[GOAL OF THE EXERCISE] How many lines in the records below contain the string "poster"? Case counts, so reply with that number and nothing more.

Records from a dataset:
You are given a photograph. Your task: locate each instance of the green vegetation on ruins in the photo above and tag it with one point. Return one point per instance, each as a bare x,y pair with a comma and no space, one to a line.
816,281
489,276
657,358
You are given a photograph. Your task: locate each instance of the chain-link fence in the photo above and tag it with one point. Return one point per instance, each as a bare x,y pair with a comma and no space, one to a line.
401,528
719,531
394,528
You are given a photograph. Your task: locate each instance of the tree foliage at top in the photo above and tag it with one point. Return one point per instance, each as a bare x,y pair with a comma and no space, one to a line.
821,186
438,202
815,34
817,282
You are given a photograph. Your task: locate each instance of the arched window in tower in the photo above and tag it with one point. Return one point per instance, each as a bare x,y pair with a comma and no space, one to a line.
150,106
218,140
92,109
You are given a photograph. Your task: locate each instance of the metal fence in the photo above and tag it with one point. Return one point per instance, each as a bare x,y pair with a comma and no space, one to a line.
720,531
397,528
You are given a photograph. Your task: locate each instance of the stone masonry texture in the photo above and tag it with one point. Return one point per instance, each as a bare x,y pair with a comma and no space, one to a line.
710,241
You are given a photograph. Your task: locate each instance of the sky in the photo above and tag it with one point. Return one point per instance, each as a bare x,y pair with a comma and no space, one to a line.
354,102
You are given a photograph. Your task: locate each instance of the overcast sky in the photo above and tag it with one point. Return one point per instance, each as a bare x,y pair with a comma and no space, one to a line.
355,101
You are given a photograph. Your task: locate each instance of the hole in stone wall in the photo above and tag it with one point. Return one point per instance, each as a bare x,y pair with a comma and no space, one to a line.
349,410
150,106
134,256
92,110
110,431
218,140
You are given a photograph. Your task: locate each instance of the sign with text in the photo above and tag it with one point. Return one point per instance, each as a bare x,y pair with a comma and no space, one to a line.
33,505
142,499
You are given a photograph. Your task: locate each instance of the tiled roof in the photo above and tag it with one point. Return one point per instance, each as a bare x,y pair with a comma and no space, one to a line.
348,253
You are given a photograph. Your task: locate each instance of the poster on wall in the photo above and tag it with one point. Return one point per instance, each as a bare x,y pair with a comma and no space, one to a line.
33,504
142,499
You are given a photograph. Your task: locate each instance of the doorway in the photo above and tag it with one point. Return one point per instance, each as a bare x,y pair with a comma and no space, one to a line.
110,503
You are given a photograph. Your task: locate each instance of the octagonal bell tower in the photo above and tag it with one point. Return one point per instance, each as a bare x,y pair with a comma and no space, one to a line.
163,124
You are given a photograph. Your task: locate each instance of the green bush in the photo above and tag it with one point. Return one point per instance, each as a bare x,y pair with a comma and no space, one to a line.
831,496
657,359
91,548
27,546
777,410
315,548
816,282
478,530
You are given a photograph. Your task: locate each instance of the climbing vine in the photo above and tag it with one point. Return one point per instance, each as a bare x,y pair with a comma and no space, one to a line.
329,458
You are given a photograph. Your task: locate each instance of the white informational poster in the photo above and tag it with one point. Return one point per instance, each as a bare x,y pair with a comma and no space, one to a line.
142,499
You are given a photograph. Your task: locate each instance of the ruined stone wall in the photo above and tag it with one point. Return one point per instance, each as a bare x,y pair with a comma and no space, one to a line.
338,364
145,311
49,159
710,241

==

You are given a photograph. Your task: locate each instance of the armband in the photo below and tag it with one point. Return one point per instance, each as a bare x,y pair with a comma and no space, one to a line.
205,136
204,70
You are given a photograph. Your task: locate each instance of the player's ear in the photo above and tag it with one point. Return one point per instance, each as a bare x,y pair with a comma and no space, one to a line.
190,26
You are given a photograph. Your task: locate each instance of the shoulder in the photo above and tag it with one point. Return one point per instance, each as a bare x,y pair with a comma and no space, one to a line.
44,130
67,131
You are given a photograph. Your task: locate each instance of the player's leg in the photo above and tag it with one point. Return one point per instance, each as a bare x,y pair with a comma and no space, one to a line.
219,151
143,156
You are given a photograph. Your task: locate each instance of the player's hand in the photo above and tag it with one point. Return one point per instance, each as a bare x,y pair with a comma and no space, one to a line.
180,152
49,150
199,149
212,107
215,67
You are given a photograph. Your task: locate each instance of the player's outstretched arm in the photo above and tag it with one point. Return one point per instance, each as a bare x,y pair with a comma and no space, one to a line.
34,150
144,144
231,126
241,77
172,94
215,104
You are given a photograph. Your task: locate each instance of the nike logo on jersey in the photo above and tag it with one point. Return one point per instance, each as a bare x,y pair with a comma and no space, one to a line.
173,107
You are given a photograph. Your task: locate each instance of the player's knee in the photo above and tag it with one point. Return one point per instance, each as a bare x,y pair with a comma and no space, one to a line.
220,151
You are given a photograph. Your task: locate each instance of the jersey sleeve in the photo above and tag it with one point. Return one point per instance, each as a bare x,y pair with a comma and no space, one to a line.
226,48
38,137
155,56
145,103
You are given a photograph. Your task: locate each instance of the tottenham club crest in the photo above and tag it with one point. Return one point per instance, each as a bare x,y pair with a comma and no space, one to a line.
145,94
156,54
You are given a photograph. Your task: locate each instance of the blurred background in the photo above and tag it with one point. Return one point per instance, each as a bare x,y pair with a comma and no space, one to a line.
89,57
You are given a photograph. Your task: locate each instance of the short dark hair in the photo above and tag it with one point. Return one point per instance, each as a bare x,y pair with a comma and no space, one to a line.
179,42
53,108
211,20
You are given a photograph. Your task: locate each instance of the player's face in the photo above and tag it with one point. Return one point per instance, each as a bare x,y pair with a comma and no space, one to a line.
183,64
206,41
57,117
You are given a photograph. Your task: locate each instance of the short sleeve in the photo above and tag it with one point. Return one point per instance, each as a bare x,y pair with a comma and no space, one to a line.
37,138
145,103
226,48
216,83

[ANSWER BELOW] 2